*OBJECTIF A:*
D'après le texte extrait, à quoi ces organisations militantes utilisaient-elles l'Europe jusqu'à une période récente ?

*TEXTE EXTRAIT:*
┌────────

Jusqu’à une période récente, ces organisations militantes utilisaient l'Europe comme centre d'affaires et de collecte de fonds et comme lieu sûr pour leurs agents. Cependant, la guerre de Gaza en cours a montré que ces groupes et l'Iran ont pivoté vers la préparation d'assassinats et de sabotages en Europe, en plus de l'organisation de manifestations qui les aident à recruter encore plus de nouvelles personnes à leur cause.

De nombreux résidents originaires du Moyen-Orient et des pays européens à majorité musulmane se méfient et s'étonnent depuis longtemps de la tolérance des autorités occidentales face à la multiplication des mosquées gérées par des organisations peu scrupuleuses, souvent liées à des groupes de donateurs douteux.

└────────

*OBJECTIF B:*
Veuillez filtrer les entrées ci-dessous pour ne garder que chaque ligne contenant le mot "background", en tenant compte de la casse, puis recopier ces lignes.

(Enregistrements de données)
┌────────

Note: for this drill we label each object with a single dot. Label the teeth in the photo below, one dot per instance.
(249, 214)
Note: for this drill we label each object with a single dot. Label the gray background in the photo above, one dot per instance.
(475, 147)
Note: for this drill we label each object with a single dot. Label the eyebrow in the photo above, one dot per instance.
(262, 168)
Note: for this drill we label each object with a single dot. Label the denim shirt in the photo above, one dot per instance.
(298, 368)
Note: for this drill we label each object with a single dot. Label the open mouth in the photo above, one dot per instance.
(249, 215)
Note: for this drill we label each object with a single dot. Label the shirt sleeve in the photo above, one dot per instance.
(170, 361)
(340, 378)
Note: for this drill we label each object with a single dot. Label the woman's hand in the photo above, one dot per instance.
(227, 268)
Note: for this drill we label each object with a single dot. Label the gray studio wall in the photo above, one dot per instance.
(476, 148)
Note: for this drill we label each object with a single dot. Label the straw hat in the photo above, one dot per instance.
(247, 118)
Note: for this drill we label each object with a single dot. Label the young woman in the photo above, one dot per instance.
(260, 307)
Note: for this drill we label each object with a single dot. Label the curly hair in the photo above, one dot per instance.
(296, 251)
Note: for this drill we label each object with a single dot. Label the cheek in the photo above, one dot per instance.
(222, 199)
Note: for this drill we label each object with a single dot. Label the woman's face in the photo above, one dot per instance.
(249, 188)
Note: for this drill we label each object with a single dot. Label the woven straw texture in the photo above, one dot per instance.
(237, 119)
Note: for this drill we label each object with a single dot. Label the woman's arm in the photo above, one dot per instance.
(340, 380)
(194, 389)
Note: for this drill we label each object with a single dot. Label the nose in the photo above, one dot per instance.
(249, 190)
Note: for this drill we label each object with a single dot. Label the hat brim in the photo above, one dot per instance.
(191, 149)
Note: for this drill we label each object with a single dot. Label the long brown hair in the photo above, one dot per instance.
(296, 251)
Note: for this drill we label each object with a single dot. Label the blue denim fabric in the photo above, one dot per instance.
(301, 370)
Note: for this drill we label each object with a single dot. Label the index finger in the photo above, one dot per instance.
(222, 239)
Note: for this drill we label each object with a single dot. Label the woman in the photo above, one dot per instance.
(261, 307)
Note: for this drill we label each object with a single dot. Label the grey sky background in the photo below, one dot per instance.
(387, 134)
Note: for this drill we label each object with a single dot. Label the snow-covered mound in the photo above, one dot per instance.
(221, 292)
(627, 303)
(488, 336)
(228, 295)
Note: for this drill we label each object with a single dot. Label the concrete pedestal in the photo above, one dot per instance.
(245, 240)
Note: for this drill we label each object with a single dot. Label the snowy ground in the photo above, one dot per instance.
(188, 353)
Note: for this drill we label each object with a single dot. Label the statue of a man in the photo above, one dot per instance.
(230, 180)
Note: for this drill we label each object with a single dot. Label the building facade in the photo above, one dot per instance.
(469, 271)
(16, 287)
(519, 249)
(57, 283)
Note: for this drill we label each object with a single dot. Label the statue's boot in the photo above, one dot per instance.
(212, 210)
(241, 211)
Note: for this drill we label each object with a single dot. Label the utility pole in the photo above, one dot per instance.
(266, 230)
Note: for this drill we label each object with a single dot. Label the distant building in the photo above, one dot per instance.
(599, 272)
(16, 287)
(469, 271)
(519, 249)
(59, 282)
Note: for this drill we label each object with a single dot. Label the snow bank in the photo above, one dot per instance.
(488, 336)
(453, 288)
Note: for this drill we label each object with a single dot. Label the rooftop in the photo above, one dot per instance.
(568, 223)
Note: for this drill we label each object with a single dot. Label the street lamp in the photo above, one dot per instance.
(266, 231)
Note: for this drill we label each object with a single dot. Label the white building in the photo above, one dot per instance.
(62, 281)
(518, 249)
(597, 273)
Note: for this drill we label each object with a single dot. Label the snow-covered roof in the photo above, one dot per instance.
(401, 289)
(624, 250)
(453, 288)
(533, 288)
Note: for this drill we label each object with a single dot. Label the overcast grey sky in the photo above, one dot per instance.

└────────

*SORTIE COMPLÈTE A:*
Elles utilisaient l'Europe comme centre d'affaires et de collecte de fonds, et comme lieu sûr pour leurs agents.

*SORTIE COMPLÈTE B:*
Note: for this drill we label each object with a single dot. Label the gray background in the photo above, one dot per instance.
Note: for this drill we label each object with a single dot. Label the grey sky background in the photo below, one dot per instance.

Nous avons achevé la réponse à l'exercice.